(Data to examine Opens)
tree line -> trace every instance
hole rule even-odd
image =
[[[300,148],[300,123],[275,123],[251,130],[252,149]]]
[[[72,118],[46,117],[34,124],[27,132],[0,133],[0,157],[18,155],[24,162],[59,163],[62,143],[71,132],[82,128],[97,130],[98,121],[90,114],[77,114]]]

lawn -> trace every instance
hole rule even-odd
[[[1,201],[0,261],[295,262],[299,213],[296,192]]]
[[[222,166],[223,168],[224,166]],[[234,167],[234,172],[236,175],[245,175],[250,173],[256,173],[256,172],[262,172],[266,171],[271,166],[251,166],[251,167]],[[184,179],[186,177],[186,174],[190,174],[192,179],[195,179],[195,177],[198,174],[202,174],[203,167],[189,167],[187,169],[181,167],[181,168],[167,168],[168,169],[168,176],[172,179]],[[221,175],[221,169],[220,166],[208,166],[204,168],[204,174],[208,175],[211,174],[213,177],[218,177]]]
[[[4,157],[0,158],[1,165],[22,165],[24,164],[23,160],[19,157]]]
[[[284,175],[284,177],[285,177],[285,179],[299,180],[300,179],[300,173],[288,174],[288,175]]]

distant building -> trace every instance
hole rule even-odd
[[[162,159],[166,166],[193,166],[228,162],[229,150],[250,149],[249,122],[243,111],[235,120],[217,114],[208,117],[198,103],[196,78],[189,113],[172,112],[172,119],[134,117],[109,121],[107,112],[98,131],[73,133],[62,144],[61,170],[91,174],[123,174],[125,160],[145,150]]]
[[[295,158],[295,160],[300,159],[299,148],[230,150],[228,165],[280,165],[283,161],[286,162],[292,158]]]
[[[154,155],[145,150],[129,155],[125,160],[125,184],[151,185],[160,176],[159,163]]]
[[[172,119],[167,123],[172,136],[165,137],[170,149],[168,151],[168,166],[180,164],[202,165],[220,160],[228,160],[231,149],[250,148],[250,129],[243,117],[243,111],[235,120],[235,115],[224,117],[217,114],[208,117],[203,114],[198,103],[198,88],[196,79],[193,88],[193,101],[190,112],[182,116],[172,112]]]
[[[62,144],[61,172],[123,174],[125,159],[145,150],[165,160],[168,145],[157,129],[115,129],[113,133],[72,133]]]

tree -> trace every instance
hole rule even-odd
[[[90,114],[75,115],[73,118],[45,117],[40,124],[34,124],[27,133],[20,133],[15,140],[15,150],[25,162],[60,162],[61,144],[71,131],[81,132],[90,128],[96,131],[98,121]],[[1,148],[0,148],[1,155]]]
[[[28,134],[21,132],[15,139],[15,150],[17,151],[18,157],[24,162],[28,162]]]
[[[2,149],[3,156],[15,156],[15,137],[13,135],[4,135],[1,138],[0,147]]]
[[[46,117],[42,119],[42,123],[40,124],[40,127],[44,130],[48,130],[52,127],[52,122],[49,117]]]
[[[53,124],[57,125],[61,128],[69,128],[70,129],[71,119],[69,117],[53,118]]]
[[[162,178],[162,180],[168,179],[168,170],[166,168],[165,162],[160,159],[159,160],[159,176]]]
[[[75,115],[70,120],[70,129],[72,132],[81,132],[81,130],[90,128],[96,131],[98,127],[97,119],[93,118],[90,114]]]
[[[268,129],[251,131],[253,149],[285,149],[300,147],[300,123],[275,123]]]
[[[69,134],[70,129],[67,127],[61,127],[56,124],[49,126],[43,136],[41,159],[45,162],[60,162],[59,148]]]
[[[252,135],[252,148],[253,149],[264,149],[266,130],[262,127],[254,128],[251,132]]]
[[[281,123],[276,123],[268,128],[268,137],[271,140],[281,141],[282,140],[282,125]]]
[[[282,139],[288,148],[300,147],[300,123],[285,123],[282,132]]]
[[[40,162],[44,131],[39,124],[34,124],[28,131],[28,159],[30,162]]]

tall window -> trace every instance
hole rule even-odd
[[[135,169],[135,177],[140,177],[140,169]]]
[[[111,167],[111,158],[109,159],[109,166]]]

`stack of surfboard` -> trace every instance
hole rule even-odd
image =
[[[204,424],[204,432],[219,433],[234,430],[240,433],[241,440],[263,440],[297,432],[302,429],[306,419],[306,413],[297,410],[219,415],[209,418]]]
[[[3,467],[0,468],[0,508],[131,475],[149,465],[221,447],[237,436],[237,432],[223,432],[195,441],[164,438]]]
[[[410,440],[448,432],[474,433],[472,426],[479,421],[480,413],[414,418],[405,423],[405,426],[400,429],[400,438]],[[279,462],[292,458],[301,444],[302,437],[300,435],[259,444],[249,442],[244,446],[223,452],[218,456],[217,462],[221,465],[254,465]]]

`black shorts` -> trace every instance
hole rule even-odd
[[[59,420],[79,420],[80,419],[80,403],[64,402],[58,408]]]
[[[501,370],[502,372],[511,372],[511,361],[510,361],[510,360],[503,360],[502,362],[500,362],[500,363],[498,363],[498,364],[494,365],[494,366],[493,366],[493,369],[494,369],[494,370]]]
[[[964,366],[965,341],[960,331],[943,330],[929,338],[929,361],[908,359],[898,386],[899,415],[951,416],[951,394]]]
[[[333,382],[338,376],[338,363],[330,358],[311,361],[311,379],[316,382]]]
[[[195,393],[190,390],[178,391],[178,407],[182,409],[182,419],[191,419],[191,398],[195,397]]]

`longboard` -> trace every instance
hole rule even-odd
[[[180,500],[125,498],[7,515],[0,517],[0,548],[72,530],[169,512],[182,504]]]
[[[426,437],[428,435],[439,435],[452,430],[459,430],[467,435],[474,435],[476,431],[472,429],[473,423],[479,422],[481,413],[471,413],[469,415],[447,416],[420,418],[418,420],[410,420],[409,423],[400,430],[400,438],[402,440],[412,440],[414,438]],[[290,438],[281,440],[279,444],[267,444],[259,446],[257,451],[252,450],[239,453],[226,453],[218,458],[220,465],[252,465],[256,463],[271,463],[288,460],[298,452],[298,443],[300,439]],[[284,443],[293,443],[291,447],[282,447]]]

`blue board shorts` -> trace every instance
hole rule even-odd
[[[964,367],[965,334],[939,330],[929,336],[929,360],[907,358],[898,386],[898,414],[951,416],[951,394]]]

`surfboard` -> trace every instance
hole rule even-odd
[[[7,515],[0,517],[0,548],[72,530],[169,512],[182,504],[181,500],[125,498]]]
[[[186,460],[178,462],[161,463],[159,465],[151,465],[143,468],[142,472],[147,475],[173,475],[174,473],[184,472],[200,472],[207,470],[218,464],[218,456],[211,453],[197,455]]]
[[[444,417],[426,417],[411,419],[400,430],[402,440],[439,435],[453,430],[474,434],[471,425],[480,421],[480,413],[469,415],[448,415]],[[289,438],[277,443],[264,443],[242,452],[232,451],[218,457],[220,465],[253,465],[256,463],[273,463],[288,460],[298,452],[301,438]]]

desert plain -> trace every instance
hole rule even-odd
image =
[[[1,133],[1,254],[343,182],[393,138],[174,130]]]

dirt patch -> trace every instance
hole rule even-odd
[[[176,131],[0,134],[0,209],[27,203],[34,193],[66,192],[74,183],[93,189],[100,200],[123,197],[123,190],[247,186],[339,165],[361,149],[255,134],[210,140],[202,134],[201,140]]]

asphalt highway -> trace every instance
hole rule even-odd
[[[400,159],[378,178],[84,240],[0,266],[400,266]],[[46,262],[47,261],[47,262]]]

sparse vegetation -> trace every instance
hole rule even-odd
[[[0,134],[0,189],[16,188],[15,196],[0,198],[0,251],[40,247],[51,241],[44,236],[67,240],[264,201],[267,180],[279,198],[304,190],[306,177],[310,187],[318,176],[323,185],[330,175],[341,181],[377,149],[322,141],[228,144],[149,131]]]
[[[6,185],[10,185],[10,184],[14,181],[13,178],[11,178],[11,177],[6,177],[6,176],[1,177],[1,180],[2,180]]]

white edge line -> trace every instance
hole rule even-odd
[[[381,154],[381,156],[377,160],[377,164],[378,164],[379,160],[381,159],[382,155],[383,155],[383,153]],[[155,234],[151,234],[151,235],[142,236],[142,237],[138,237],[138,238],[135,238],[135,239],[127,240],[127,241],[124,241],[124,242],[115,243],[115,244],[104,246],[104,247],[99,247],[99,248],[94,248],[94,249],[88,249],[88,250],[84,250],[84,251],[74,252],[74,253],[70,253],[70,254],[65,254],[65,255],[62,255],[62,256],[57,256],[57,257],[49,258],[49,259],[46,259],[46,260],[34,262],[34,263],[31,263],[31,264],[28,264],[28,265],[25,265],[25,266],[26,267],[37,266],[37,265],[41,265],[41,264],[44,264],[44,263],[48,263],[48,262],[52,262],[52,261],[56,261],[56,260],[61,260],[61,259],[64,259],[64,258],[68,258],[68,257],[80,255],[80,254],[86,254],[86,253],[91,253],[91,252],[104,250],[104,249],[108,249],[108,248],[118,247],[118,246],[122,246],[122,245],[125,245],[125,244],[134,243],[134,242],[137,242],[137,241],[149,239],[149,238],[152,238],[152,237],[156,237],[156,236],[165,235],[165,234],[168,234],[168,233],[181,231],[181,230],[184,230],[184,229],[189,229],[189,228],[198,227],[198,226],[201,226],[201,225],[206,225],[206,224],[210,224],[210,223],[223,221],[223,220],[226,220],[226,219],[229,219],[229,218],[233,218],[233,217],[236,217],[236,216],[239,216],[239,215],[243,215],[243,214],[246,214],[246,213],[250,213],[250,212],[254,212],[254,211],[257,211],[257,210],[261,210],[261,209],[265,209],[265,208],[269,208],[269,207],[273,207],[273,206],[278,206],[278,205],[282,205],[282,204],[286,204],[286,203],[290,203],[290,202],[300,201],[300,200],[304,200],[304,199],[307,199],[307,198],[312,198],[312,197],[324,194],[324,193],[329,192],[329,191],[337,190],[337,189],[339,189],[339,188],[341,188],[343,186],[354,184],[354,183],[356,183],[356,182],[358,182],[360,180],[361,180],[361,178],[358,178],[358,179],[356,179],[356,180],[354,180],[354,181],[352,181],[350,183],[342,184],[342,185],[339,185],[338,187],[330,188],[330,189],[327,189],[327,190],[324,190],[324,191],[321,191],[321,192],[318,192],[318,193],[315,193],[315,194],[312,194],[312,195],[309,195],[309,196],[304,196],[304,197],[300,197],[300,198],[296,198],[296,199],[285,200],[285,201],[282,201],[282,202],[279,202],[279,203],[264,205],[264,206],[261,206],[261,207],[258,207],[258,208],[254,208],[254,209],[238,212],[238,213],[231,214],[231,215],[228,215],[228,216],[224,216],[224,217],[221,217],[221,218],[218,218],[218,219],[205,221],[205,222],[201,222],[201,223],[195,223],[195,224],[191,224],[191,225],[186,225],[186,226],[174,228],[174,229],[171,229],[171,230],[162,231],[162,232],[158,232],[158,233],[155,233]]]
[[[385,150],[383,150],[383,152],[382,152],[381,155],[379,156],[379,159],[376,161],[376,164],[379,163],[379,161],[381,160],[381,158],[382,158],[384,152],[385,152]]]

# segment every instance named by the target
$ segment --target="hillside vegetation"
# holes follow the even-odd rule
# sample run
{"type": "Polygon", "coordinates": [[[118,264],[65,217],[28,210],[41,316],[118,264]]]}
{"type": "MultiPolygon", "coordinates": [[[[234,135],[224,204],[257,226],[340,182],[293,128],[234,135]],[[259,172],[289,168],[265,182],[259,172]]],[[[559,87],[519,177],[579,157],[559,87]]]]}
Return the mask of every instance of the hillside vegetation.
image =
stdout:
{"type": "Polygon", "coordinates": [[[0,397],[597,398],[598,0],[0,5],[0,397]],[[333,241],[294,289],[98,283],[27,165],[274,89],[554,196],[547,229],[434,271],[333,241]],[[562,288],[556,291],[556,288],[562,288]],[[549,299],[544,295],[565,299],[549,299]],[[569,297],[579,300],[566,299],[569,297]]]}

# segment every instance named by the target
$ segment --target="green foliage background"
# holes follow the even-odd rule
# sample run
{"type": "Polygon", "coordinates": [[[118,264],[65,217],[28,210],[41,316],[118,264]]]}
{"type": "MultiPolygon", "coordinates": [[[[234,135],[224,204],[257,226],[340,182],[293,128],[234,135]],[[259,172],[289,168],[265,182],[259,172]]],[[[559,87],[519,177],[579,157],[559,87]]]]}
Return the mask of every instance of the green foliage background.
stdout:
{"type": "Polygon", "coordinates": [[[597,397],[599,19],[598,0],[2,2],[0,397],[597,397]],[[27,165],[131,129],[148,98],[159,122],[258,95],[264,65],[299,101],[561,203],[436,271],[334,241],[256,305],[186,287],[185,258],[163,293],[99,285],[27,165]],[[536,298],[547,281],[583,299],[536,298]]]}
(Data to examine Closes)
* What you should do
What is the number of lines in the data that contain "green"? Write that number and nothing else.

* Result of the exercise
2